• _What the exercise asks_: Put every line of the items below into a numbered list, skipping any blank lines. Leave the pictures out of your answer.

• _Dataset records_:
□ □ □

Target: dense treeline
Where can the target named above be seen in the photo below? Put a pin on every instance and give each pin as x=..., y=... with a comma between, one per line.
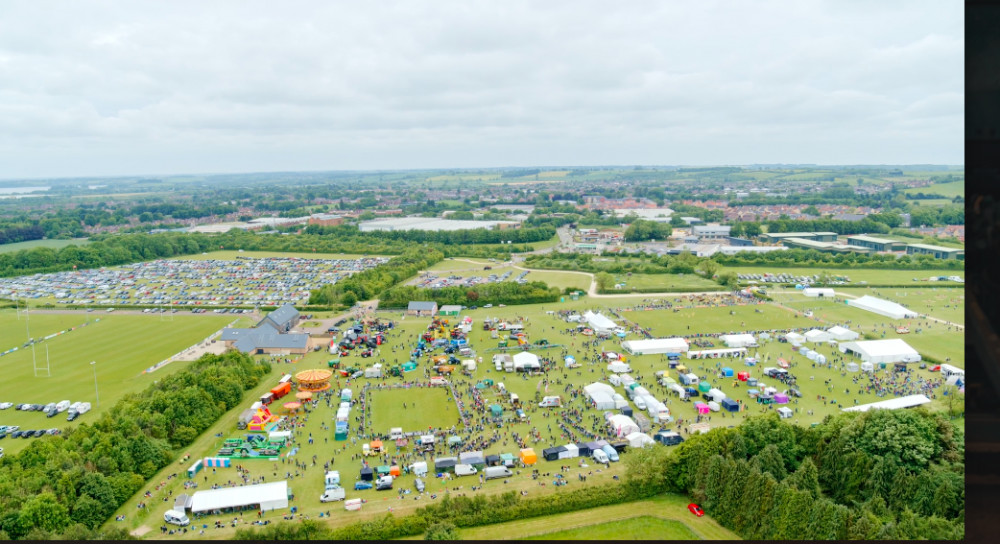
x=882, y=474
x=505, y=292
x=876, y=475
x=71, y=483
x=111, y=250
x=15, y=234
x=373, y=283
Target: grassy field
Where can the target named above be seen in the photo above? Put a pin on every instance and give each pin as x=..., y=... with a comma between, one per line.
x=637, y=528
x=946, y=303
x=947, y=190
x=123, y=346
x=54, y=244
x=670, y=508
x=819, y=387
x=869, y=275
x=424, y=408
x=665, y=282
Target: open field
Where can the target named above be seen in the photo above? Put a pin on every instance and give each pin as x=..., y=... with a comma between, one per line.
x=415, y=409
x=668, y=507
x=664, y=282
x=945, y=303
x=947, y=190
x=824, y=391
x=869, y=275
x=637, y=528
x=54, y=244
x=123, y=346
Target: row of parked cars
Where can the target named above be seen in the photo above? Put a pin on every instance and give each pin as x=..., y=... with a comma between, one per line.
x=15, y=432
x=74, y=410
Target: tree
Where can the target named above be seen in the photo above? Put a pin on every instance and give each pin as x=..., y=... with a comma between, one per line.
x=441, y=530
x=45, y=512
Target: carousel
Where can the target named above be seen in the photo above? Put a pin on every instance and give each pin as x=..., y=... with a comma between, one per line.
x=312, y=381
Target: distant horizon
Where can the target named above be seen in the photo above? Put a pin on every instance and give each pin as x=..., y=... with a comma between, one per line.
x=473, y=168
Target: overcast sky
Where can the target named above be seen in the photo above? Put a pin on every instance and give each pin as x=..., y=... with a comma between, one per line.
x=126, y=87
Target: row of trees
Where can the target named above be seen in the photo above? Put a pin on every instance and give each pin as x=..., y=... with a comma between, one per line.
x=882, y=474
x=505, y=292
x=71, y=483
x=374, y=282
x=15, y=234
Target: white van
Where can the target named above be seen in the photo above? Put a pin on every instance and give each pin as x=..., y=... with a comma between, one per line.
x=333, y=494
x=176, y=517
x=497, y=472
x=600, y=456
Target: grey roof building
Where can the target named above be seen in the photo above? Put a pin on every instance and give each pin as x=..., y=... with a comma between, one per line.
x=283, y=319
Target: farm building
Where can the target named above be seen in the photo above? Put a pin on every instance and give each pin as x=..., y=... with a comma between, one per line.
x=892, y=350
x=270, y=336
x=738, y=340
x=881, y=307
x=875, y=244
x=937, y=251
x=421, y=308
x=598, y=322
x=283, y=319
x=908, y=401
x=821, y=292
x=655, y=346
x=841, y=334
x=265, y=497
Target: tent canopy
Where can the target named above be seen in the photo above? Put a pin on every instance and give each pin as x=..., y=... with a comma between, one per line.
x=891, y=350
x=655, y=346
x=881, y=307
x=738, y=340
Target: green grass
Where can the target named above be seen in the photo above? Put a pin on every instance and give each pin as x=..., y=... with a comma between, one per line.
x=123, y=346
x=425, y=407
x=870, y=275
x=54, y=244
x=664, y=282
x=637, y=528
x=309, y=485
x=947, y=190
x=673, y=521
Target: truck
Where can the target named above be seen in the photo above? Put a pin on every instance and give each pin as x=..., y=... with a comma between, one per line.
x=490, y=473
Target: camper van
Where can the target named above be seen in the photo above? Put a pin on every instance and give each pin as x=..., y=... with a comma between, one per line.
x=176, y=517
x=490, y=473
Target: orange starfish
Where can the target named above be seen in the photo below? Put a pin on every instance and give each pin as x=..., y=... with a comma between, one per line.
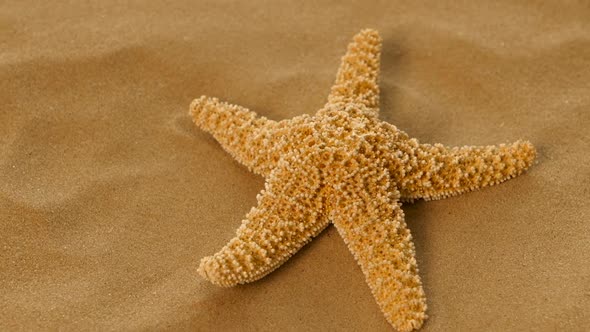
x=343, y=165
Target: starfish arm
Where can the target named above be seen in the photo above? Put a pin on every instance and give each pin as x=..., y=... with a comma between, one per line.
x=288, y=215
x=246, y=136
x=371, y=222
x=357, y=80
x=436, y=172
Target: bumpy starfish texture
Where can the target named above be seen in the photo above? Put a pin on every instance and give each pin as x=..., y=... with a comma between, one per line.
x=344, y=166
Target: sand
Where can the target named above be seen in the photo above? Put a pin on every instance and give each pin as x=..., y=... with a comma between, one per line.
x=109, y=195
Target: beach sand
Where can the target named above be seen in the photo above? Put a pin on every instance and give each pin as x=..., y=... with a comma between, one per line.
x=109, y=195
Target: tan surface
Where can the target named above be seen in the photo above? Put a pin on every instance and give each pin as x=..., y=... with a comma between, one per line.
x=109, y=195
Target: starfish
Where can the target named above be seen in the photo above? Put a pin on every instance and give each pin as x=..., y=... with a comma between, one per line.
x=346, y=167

□ □ □

• _Answer to this problem_:
1. Target: dense treeline
2. Where can the target named above be seen in the photo below? Put a pin on every instance and give each pin as x=..., y=... with a comma between, one per line.
3. x=882, y=474
4. x=505, y=292
5. x=876, y=475
6. x=71, y=483
7. x=111, y=250
8. x=15, y=234
9. x=373, y=283
10. Target: grassy field
11. Where can the target named above be seen in the photo above? Put a pin on every instance and give each pin as x=..., y=... with a comma between, one per line.
12. x=637, y=528
13. x=946, y=303
14. x=947, y=190
15. x=123, y=346
16. x=54, y=244
17. x=670, y=508
18. x=819, y=387
19. x=869, y=275
20. x=424, y=408
21. x=665, y=282
22. Target: open field
23. Where can the target named above be seen in the photo above? Put a pin on every instance and give each pin as x=..., y=... with a comma between, one per line.
24. x=415, y=409
25. x=668, y=507
26. x=664, y=282
27. x=945, y=303
28. x=947, y=190
29. x=824, y=391
30. x=869, y=275
31. x=637, y=528
32. x=54, y=244
33. x=123, y=346
34. Target: row of parked cars
35. Where can the target named above be seen in the photo above? Put a pin on every instance and give each pin as x=..., y=... with a comma between, one per line.
36. x=15, y=432
37. x=74, y=410
38. Target: tree
39. Where can the target named above be seen in the photo above? Put a pin on every instance and give each pin as x=..., y=... with a comma between, one per line.
40. x=441, y=530
41. x=45, y=512
42. Target: carousel
43. Where can the target named above be seen in the photo above? Put a pin on every instance and give each pin as x=..., y=... with a comma between, one per line.
44. x=312, y=381
45. Target: distant horizon
46. Where can the target named above be seen in the photo above? Put a pin on every instance and give each pin as x=..., y=... with a comma between, one per line.
47. x=473, y=168
48. Target: overcast sky
49. Where can the target named above be seen in the photo above? Put a pin on every instance and give each pin as x=..., y=... with a comma between, one per line.
50. x=126, y=87
51. Target: row of trees
52. Where can the target named above be seen in the photo above? Put a pin on every instance and give each pin as x=..., y=... with a comma between, one per line.
53. x=882, y=474
54. x=505, y=292
55. x=71, y=483
56. x=374, y=282
57. x=15, y=234
58. Target: white van
59. Where can the target named above be seen in the photo above? Put a pin on every instance and give each pin as x=..., y=... with a comma between, one per line.
60. x=333, y=494
61. x=176, y=517
62. x=497, y=472
63. x=600, y=456
64. Target: grey roof building
65. Where can the target named above be seen in the photo above? Put a pin on every instance and give each pin as x=..., y=... with a comma between, one per line.
66. x=283, y=319
67. Target: farm building
68. Where can the target named above be seen in the photo above? Put a pin on every instance and give each pin as x=..., y=... with a comma between, one per line.
69. x=892, y=350
70. x=270, y=336
71. x=738, y=340
72. x=881, y=307
73. x=875, y=244
74. x=937, y=251
75. x=421, y=308
76. x=598, y=322
77. x=283, y=319
78. x=908, y=401
79. x=821, y=292
80. x=655, y=346
81. x=841, y=334
82. x=265, y=497
83. Target: tent canopy
84. Where can the target named above be seen in the photo above? Put a pin on every instance and give each pin as x=..., y=... with a comma between, one per line.
85. x=891, y=350
86. x=655, y=346
87. x=881, y=307
88. x=738, y=340
89. Target: green grass
90. Where can the target named above be seen in the photo above? Put a pin on every instance and give each pin as x=..., y=... with a comma between, one per line.
91. x=123, y=346
92. x=425, y=407
93. x=870, y=275
94. x=54, y=244
95. x=664, y=282
96. x=637, y=528
97. x=309, y=485
98. x=947, y=190
99. x=673, y=521
100. Target: truck
101. Where can the target named above be seen in the photo above? Put a pin on every instance and give each pin as x=..., y=... with a comma between, one per line.
102. x=490, y=473
103. Target: camper van
104. Where can the target named above be seen in the photo above? Put a pin on every instance and give each pin as x=..., y=... with a comma between, one per line.
105. x=176, y=517
106. x=490, y=473
107. Target: orange starfish
108. Where can the target named above be seen in the photo below? Put a pin on every instance and give each pin as x=..., y=... with a comma between, one per line.
109. x=343, y=165
110. Target: starfish arm
111. Where can the target named above be seen in the photo above? Put a pin on every instance and give each pin as x=..., y=... with a comma between, one per line.
112. x=288, y=215
113. x=246, y=136
114. x=371, y=222
115. x=357, y=80
116. x=436, y=172
117. Target: bumpy starfish texture
118. Where can the target named above be seen in the photo above? Put a pin on every instance and give each pin as x=..., y=... with a comma between, one per line.
119. x=344, y=166
120. Target: sand
121. Where can the target named above be seen in the photo above? Put a pin on every instance and give each pin as x=..., y=... with a comma between, one per line.
122. x=109, y=195
123. Target: beach sand
124. Where can the target named above be seen in the photo above? Put a pin on every instance and give each pin as x=..., y=... with a comma between, one per line.
125. x=109, y=195
126. Target: tan surface
127. Where can the target named above be seen in the photo above? Put a pin on every instance and give each pin as x=..., y=... with a comma between, one per line.
128. x=109, y=195
129. Target: starfish
130. Where can the target named above be seen in the photo above? Put a pin on every instance and give each pin as x=..., y=... with a comma between, one per line.
131. x=346, y=167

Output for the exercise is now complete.